§ **Work to be completed**: Rewrite only the lines from the line with "the starling's wing" to the line with "[270,418,311,471]", changing "grasping planner" to "path planner" and keeping everything else the same.

--- Start Raw data ---

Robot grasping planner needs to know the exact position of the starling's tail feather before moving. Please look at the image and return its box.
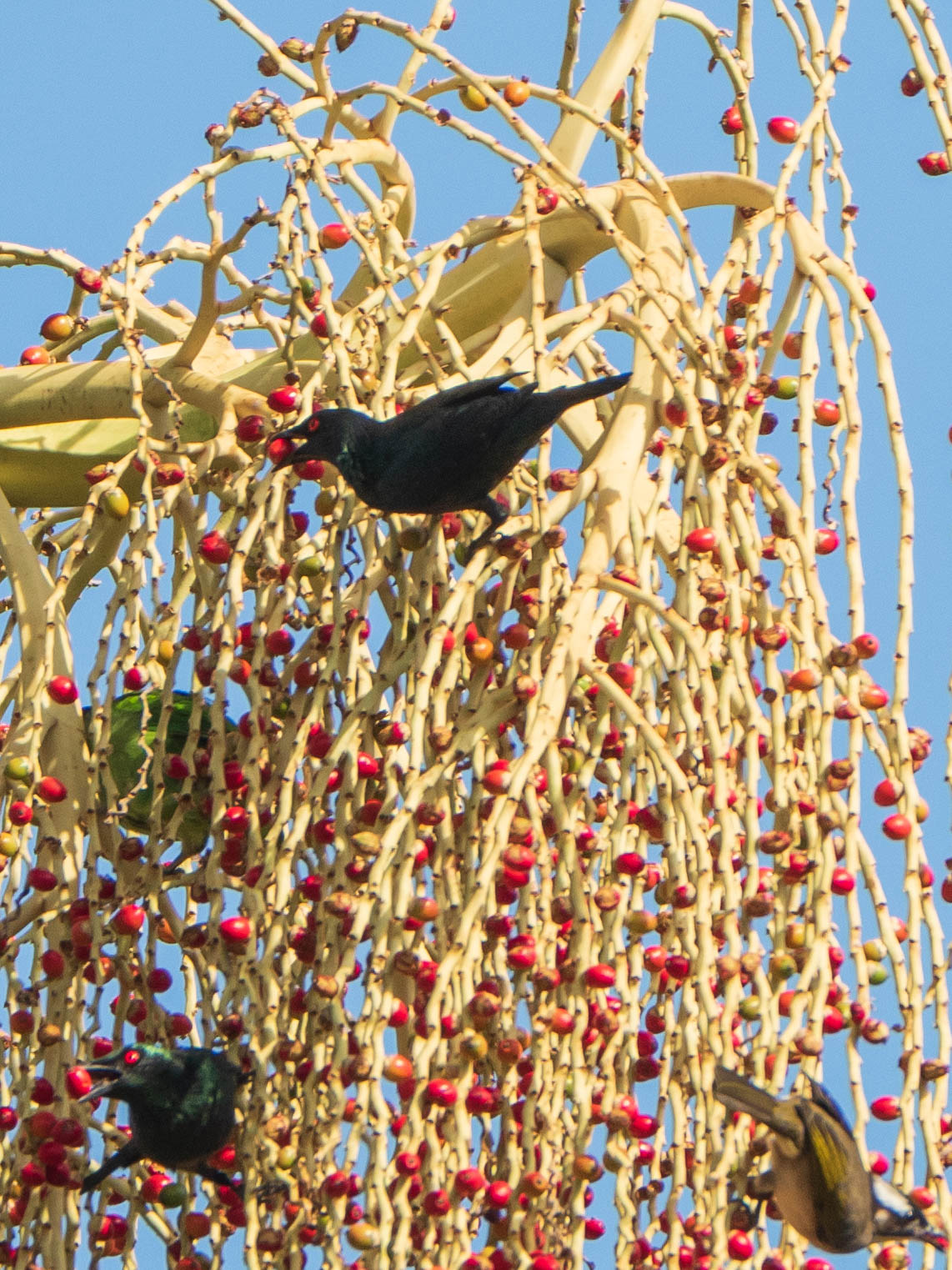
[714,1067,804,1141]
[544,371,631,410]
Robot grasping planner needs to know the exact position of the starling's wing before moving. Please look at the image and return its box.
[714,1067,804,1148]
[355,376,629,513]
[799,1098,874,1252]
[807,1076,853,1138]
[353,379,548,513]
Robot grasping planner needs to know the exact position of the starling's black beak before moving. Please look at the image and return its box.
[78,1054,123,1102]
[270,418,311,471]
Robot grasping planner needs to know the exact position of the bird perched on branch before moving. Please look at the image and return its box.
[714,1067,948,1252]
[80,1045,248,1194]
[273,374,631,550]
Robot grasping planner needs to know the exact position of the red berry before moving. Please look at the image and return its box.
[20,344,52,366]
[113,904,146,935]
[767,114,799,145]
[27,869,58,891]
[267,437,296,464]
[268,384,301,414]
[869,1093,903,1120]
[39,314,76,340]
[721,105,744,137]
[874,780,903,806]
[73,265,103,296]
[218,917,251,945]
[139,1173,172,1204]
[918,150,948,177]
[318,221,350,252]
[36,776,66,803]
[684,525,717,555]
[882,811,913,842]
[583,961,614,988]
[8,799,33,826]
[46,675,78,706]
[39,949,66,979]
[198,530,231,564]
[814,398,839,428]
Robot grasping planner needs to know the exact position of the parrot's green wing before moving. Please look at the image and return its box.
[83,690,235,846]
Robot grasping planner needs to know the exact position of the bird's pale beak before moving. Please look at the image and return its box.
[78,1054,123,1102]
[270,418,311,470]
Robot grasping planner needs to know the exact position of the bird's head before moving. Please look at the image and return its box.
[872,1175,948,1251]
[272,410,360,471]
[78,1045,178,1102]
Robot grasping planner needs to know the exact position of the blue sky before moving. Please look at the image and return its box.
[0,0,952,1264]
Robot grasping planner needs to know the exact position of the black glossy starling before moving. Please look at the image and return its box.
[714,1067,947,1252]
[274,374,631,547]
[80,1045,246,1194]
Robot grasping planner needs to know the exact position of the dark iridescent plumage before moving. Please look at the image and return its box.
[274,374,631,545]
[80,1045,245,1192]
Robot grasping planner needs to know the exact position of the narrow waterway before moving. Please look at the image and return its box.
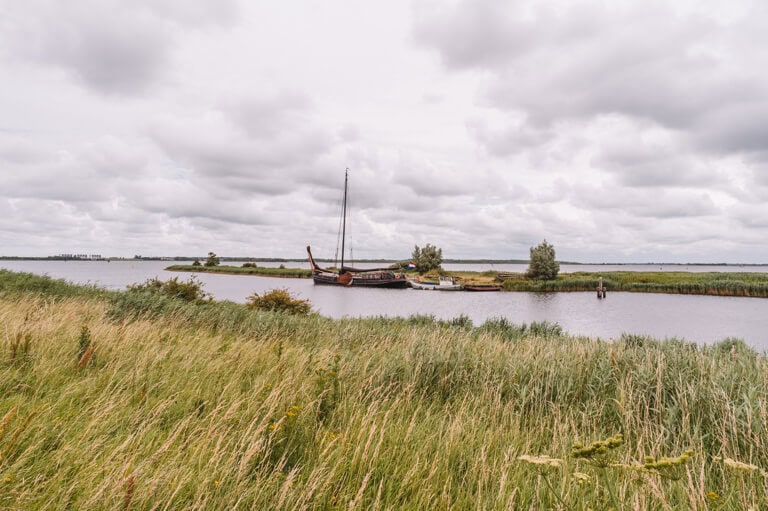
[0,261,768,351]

--- End Raw data ---
--- Start Raw data ---

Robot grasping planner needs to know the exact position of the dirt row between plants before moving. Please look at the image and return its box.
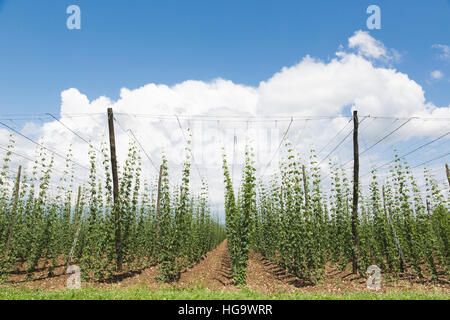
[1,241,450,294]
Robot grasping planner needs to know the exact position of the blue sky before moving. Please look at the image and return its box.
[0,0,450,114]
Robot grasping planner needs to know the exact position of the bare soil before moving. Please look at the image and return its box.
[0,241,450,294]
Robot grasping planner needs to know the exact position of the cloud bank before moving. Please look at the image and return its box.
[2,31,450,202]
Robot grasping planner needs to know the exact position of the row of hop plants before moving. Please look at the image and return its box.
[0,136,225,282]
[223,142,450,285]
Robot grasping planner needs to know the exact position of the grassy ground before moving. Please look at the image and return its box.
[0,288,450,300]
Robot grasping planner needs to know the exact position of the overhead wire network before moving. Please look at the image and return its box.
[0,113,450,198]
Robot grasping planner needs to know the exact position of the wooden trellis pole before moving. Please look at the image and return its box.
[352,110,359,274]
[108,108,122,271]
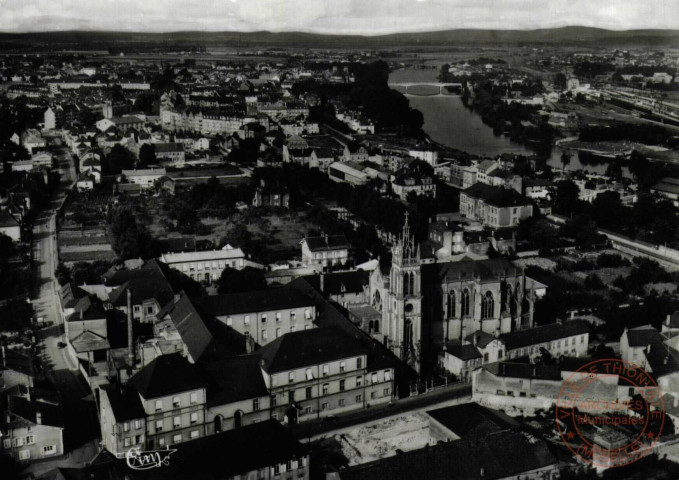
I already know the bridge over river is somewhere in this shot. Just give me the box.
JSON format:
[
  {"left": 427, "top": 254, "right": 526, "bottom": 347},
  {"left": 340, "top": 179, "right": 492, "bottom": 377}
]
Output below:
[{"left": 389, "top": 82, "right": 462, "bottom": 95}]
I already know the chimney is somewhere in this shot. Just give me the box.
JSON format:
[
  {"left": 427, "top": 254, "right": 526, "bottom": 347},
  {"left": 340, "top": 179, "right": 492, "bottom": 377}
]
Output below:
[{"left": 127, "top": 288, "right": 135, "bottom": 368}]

--- End Raw data ---

§ **Solution to the exercise**:
Robot path planner needs to know the exact position of the starling's wing before moving. Please look at the image and return its box.
[714,1067,804,1148]
[355,376,629,513]
[799,1098,874,1252]
[807,1076,853,1138]
[353,379,548,513]
Robot path planner needs to know the exact position of the starling's black beak before moving. Please look at the image and return its box.
[78,1054,123,1102]
[270,418,311,471]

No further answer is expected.